Some data
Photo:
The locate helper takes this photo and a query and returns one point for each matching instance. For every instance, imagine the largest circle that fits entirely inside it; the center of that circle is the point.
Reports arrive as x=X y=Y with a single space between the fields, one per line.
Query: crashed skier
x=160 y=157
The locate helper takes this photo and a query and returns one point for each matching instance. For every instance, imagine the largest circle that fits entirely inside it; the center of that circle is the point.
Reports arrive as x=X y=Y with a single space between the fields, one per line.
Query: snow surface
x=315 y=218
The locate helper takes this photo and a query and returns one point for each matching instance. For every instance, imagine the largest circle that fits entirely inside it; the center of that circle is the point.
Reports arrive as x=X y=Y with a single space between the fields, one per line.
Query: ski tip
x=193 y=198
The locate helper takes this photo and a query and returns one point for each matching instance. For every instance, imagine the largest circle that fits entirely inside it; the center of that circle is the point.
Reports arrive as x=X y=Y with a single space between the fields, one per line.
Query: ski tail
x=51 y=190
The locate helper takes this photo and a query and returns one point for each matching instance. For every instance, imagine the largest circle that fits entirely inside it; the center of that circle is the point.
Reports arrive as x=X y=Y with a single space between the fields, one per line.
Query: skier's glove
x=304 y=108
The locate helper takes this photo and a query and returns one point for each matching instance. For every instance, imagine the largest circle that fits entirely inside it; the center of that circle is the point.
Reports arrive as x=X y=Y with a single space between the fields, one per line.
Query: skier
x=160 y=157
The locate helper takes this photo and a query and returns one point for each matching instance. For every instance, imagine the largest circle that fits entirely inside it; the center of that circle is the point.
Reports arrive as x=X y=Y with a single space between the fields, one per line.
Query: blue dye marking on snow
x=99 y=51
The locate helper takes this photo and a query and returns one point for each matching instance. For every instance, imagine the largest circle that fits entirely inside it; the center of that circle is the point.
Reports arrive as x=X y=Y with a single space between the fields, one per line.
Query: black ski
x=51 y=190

Exercise directions
Can you repeat every line of the data above, copying it word for word?

Result
Photo:
The locate helper takes this photo and a query and returns one point for each matching instance. For every instance, imagine the largest circle that fits entirely inside it; the center of that circle is the point.
Reports arrive as x=X y=Y with a single space between the fields, one per line.
Query: crashed skier
x=160 y=157
The locate helper takes this photo and a query and returns one point for each matching instance. For every instance, imagine the largest circle that fits entirely inside it; the center of that circle is the point.
Reports arrive as x=X y=Y with a single space between the fields, one per line.
Query: snow surface
x=315 y=218
The locate helper takes this photo and a query and returns one point for each matching instance. For every instance, imagine the largest circle that fits entirely inside it; the center of that circle is the point.
Reports arrive as x=X y=Y with a single space between the fields, one per line.
Query: ski tip
x=193 y=198
The locate helper takes this photo and a query and returns one point for each matching instance. For every instance, imagine the largest circle that fits entirely inside it; the center of that circle is the point.
Reports arrive as x=X y=Y with a single space between the fields, one per line.
Query: ski tail
x=51 y=190
The locate helper takes this photo and a query and returns one point for each matching instance. For every instance, imagine the largest circle that fits entirely inside it; the center of that circle is the point.
Reports arrive as x=X y=Y with a single space between the fields, one per line.
Query: skier's glove
x=304 y=108
The locate helper takes this photo and a query and returns one point for each matching instance. For every instance, imagine the largest circle that fits entirely inside it; the center of that circle is the point.
Reports arrive as x=X y=Y with a single space between the fields, one per line.
Query: skier
x=160 y=157
The locate helper takes this photo and a query and returns one point for each matching instance. For every instance, imagine the largest circle that fits entirely inside it; the center of that circle is the point.
Reports arrive as x=X y=Y with a single space between the fields, one per line.
Query: blue dye marking on snow
x=99 y=51
The locate helper takes this photo and a query and returns one point for each matching instance. For every instance, imagine the largest circle that fits entirely inside it; the center of that circle is the point.
Reports arrive as x=X y=Y with a single space between the fields, one per line.
Query: black ski
x=51 y=190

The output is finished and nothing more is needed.